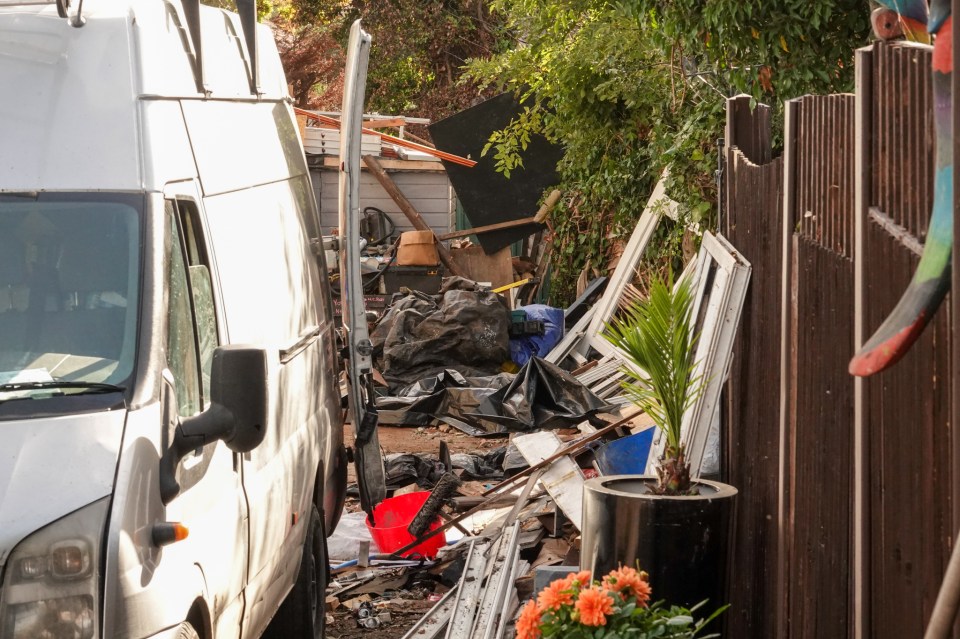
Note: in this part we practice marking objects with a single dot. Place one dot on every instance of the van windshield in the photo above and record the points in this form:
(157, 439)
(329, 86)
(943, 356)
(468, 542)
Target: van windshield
(69, 279)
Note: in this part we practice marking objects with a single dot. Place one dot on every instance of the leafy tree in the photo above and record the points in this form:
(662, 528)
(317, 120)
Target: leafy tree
(629, 87)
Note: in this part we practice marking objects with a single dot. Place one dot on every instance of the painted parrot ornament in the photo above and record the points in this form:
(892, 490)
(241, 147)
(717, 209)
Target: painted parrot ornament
(931, 281)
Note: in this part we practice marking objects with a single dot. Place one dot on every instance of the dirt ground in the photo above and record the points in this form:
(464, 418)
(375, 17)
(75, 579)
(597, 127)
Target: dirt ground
(343, 623)
(408, 439)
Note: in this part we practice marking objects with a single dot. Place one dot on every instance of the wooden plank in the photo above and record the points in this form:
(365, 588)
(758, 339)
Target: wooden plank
(394, 165)
(499, 226)
(475, 264)
(791, 113)
(861, 478)
(562, 479)
(408, 209)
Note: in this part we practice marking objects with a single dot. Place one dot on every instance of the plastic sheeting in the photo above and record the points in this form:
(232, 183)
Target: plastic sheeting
(464, 329)
(541, 396)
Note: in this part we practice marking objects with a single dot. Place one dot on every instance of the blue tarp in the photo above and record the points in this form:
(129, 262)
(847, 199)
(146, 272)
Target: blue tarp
(523, 348)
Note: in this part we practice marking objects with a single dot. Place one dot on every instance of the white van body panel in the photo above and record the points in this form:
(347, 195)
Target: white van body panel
(40, 479)
(80, 122)
(113, 107)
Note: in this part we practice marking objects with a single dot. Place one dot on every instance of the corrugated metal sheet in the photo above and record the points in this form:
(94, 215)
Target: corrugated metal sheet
(901, 150)
(825, 188)
(909, 441)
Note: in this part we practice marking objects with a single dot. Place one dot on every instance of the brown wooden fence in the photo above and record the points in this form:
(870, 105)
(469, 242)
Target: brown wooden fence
(906, 481)
(754, 223)
(844, 522)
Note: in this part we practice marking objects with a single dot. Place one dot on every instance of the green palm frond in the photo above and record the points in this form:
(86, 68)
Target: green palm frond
(656, 335)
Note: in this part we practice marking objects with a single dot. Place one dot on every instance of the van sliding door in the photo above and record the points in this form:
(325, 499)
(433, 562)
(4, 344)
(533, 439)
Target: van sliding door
(363, 411)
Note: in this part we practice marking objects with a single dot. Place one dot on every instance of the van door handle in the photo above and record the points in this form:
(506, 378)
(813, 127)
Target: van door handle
(306, 338)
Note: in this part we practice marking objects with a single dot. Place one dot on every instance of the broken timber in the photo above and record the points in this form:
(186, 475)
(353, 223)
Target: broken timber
(408, 209)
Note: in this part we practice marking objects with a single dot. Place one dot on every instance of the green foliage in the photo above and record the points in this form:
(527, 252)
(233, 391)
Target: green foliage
(657, 337)
(629, 87)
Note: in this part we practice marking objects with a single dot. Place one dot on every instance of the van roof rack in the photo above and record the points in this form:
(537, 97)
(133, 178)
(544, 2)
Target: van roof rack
(62, 6)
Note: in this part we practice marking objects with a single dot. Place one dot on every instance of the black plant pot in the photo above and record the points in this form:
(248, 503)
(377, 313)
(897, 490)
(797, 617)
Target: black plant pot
(680, 541)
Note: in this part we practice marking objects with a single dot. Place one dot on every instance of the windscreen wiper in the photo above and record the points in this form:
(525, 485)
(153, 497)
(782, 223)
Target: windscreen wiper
(86, 387)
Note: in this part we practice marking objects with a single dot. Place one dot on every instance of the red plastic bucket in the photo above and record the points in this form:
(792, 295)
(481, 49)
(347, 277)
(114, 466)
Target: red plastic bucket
(392, 517)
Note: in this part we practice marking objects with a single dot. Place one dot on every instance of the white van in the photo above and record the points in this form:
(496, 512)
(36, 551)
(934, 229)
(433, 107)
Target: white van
(171, 444)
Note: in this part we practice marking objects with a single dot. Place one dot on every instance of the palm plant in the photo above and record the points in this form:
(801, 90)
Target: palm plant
(656, 335)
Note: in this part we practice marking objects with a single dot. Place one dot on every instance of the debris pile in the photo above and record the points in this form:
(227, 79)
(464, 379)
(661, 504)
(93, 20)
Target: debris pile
(491, 528)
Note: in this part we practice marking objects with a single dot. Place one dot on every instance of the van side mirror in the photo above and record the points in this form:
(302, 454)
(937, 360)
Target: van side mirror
(238, 402)
(237, 415)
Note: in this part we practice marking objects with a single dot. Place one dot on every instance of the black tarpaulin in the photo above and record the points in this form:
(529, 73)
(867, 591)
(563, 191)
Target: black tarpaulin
(486, 195)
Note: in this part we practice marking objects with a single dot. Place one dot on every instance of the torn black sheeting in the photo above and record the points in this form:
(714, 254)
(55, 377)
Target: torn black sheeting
(423, 335)
(541, 396)
(450, 398)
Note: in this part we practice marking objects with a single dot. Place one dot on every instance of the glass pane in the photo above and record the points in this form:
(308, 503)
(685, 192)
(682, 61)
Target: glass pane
(181, 340)
(69, 288)
(206, 322)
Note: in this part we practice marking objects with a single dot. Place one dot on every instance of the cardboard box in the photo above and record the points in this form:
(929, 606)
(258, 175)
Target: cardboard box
(418, 248)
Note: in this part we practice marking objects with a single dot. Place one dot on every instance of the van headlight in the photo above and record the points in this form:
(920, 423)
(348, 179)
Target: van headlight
(50, 587)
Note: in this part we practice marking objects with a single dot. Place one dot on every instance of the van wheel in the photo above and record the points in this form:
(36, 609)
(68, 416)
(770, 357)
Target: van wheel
(186, 631)
(302, 614)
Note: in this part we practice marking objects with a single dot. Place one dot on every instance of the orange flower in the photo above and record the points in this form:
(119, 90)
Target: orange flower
(627, 580)
(594, 605)
(528, 625)
(556, 595)
(583, 577)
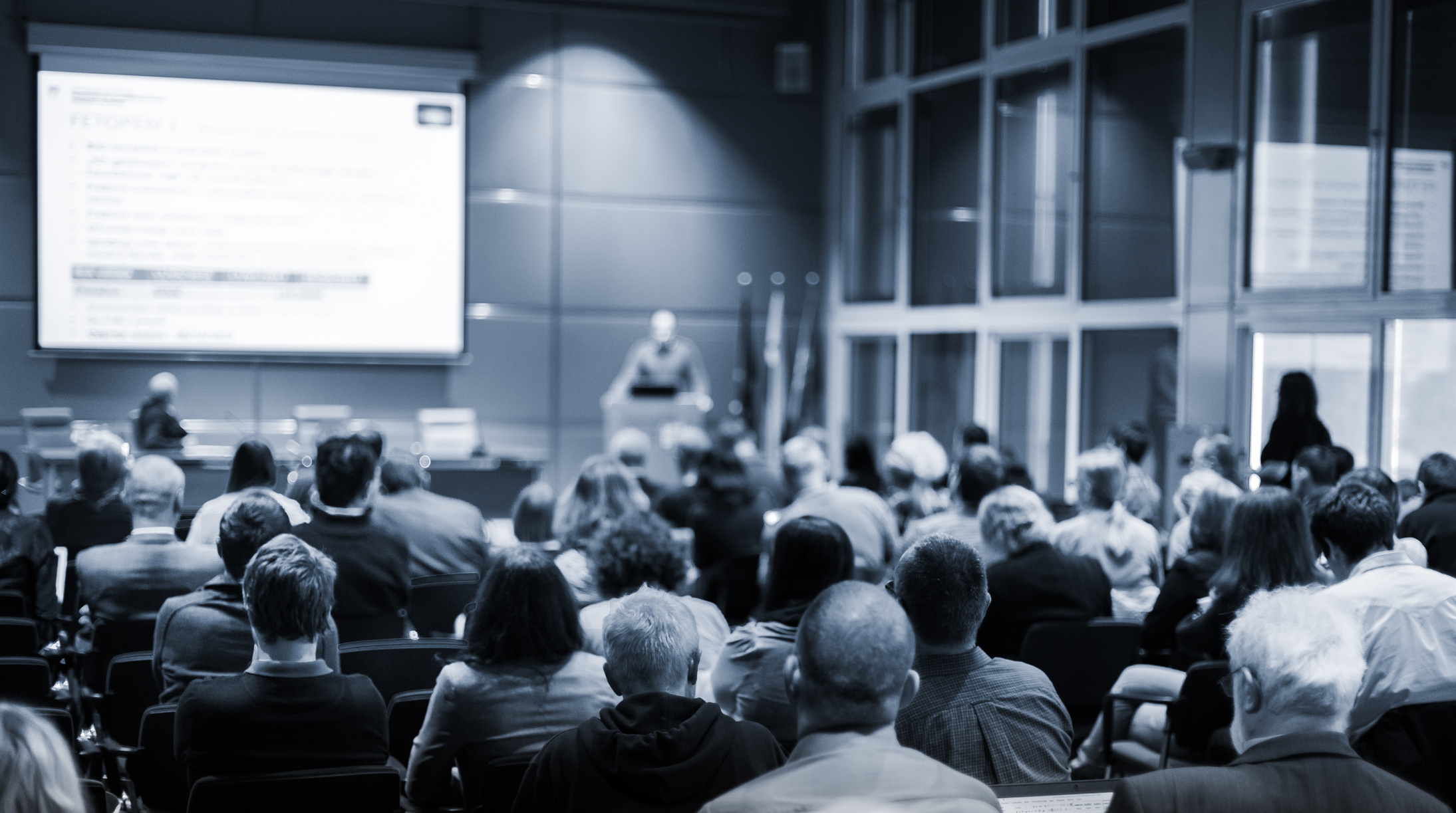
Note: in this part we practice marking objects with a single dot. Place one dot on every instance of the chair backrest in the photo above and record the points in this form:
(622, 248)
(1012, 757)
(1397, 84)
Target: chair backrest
(357, 790)
(1082, 659)
(436, 601)
(398, 665)
(1202, 707)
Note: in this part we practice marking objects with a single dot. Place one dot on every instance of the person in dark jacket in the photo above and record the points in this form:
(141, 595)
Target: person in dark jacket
(660, 748)
(1034, 582)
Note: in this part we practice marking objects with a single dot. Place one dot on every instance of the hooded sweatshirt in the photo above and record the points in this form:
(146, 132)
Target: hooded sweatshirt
(653, 751)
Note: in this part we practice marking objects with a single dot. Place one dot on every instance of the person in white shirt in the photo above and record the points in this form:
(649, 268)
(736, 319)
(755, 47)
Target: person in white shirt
(1407, 613)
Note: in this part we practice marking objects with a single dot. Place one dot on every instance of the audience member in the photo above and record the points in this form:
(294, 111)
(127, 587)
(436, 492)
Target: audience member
(289, 711)
(605, 491)
(977, 473)
(130, 579)
(848, 679)
(253, 467)
(95, 514)
(1033, 581)
(444, 534)
(372, 559)
(206, 633)
(523, 679)
(992, 719)
(27, 559)
(864, 517)
(1407, 613)
(640, 550)
(1295, 659)
(1141, 495)
(808, 554)
(1125, 546)
(1435, 523)
(1189, 578)
(37, 764)
(658, 749)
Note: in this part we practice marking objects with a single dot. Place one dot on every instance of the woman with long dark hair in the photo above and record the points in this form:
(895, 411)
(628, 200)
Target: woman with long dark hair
(808, 554)
(253, 469)
(521, 679)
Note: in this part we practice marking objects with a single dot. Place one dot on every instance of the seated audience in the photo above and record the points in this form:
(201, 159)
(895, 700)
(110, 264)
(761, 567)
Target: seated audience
(253, 467)
(521, 681)
(373, 559)
(1435, 523)
(658, 749)
(95, 514)
(37, 764)
(444, 534)
(861, 514)
(1296, 665)
(1033, 581)
(808, 554)
(640, 550)
(289, 711)
(605, 491)
(1104, 530)
(849, 677)
(1407, 614)
(130, 579)
(992, 719)
(977, 473)
(1189, 578)
(206, 633)
(27, 553)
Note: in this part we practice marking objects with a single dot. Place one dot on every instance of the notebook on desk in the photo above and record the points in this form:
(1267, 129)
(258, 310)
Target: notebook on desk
(1092, 796)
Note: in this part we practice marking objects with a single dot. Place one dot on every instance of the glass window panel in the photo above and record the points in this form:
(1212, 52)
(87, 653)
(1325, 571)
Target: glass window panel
(1135, 127)
(1310, 195)
(1423, 134)
(1420, 377)
(873, 390)
(943, 384)
(879, 181)
(946, 195)
(1340, 366)
(1033, 181)
(948, 33)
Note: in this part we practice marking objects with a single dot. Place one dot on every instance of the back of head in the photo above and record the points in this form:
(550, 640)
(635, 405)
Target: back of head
(249, 524)
(289, 591)
(1133, 438)
(1099, 477)
(941, 585)
(855, 647)
(1305, 651)
(344, 469)
(650, 640)
(637, 550)
(810, 553)
(979, 473)
(525, 613)
(1354, 520)
(533, 511)
(252, 467)
(1012, 518)
(37, 764)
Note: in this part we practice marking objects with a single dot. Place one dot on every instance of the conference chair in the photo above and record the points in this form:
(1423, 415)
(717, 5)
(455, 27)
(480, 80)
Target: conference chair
(357, 790)
(398, 665)
(1199, 710)
(1082, 659)
(406, 716)
(436, 601)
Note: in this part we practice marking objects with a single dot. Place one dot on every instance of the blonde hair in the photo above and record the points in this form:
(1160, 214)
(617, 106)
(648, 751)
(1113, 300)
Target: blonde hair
(39, 768)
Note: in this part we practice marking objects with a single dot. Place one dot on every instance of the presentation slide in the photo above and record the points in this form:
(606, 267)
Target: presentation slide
(203, 215)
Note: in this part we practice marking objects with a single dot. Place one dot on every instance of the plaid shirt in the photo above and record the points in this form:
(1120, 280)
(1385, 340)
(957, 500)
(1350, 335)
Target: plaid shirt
(996, 721)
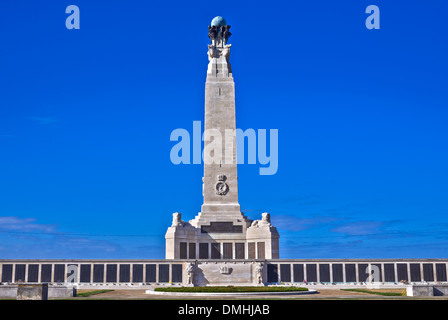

ASSIGNMENT :: All lines above between those holding "Target: person in dark jacket" and "(1325, 571)", inclusive, must be set down unchanged, and no other line may be included.

WRITTEN SOLUTION ::
Target: person in dark jacket
(660, 748)
(1034, 582)
Note: in this part we practice marking objects with a single dot. Place one dot on every instance of the hooded sweatshirt in the photo above and record the points in this form:
(146, 132)
Target: hooded sweatshirt
(653, 751)
Note: in this part we practice marking objects with a single dot. Place one dot on every instance of the person in white shirt in the photo above and record the points in this form:
(649, 268)
(736, 319)
(755, 47)
Target: person in white shirt
(1407, 613)
Note: in this part we practice marking objects with a single dot. Place one dot on every instance of the audience member in the photo above and record the points in this form:
(294, 111)
(127, 587)
(436, 492)
Target: audience member
(289, 711)
(605, 491)
(977, 473)
(130, 579)
(848, 679)
(253, 467)
(95, 514)
(1033, 581)
(444, 534)
(372, 559)
(206, 633)
(523, 679)
(992, 719)
(27, 559)
(864, 517)
(1407, 613)
(640, 550)
(1295, 659)
(1141, 495)
(808, 554)
(1125, 546)
(1435, 523)
(1189, 578)
(37, 764)
(658, 749)
Note: in this part we practice marking objects with a single dot. Place one dot on every instance of the woman with long dark hair in the photo above and record the points in this form:
(895, 411)
(628, 200)
Target: woman with long dark hair
(808, 554)
(253, 469)
(521, 679)
Note: in this part we practice marking objects with a single dot. Place one dot on every instance of the seated audience in the photo above and record the points in this form:
(201, 159)
(895, 700)
(110, 264)
(761, 567)
Target: seated audience
(253, 467)
(521, 681)
(373, 559)
(1435, 523)
(658, 749)
(95, 514)
(37, 764)
(444, 534)
(861, 514)
(1296, 665)
(1033, 581)
(808, 554)
(640, 550)
(289, 711)
(605, 491)
(1104, 530)
(849, 677)
(1407, 614)
(130, 579)
(992, 719)
(977, 473)
(1189, 578)
(206, 633)
(27, 553)
Note: in this part we practice marking objects with a single dot. Place one dot on every instance of the notebook on desk in the photo above and record the points in this form:
(1267, 129)
(258, 310)
Target: notebook on desk
(1092, 796)
Note: in this part we practice marking objects with a single dot. Place one dot on every instance of the glass window panel in the photo above and record the points in this form:
(1212, 52)
(87, 653)
(1325, 571)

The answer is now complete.